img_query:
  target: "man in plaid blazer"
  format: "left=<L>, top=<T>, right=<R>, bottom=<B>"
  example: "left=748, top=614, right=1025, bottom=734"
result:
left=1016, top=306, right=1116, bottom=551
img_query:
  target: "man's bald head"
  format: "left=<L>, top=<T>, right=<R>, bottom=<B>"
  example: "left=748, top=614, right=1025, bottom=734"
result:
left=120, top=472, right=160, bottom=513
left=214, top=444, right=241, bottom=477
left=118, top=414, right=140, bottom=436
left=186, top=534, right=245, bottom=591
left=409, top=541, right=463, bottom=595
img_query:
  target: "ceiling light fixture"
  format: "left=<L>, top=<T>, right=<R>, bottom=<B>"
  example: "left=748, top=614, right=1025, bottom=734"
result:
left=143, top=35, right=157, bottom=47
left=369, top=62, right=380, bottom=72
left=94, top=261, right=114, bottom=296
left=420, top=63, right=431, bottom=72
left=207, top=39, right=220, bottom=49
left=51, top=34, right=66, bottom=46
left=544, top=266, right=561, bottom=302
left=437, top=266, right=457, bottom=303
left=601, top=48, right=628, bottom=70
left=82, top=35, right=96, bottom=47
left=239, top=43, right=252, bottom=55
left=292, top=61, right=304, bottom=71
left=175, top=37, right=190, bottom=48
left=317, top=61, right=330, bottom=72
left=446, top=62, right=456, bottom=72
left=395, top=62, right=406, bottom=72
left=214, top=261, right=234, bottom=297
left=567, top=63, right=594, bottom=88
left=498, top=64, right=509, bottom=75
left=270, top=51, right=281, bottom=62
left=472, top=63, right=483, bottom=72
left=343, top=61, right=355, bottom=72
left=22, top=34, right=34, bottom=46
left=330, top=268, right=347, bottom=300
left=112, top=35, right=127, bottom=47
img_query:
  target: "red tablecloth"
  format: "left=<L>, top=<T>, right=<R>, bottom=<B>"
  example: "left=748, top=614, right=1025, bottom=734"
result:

+++++

YOUR ASSIGNMENT: Write out the data once more, word for word.

EXPECTED OUTPUT:
img_query:
  target: "man in plaid blazer"
  format: "left=<L>, top=<T>, right=<R>, bottom=<B>"
  example: "left=748, top=614, right=1025, bottom=734"
result:
left=1016, top=306, right=1116, bottom=551
img_query:
  target: "man's bald head"
  format: "left=<L>, top=<T>, right=<R>, bottom=<B>"
  example: "left=748, top=614, right=1025, bottom=734"
result:
left=120, top=472, right=160, bottom=513
left=214, top=444, right=241, bottom=477
left=118, top=414, right=140, bottom=436
left=186, top=534, right=245, bottom=591
left=409, top=541, right=463, bottom=595
img_query:
  target: "ceiling light fixture"
  format: "left=<L>, top=<T>, right=<R>, bottom=<B>"
  example: "left=748, top=614, right=1025, bottom=734"
result:
left=143, top=35, right=157, bottom=47
left=369, top=62, right=380, bottom=72
left=94, top=261, right=114, bottom=296
left=420, top=63, right=431, bottom=72
left=207, top=39, right=220, bottom=49
left=51, top=34, right=66, bottom=46
left=544, top=266, right=561, bottom=302
left=437, top=266, right=457, bottom=303
left=601, top=48, right=628, bottom=70
left=82, top=35, right=96, bottom=47
left=239, top=43, right=252, bottom=55
left=292, top=61, right=304, bottom=71
left=175, top=37, right=190, bottom=48
left=317, top=61, right=330, bottom=72
left=446, top=62, right=456, bottom=72
left=395, top=62, right=406, bottom=72
left=214, top=261, right=234, bottom=297
left=567, top=63, right=594, bottom=88
left=498, top=64, right=509, bottom=75
left=270, top=51, right=281, bottom=62
left=472, top=63, right=483, bottom=72
left=343, top=61, right=355, bottom=72
left=22, top=34, right=34, bottom=46
left=330, top=268, right=347, bottom=300
left=112, top=35, right=127, bottom=47
img_query:
  target: "red tablecloth"
  format: "left=<L>, top=<T>, right=<R>, bottom=<B>"
  example: "left=748, top=614, right=1025, bottom=734"
result:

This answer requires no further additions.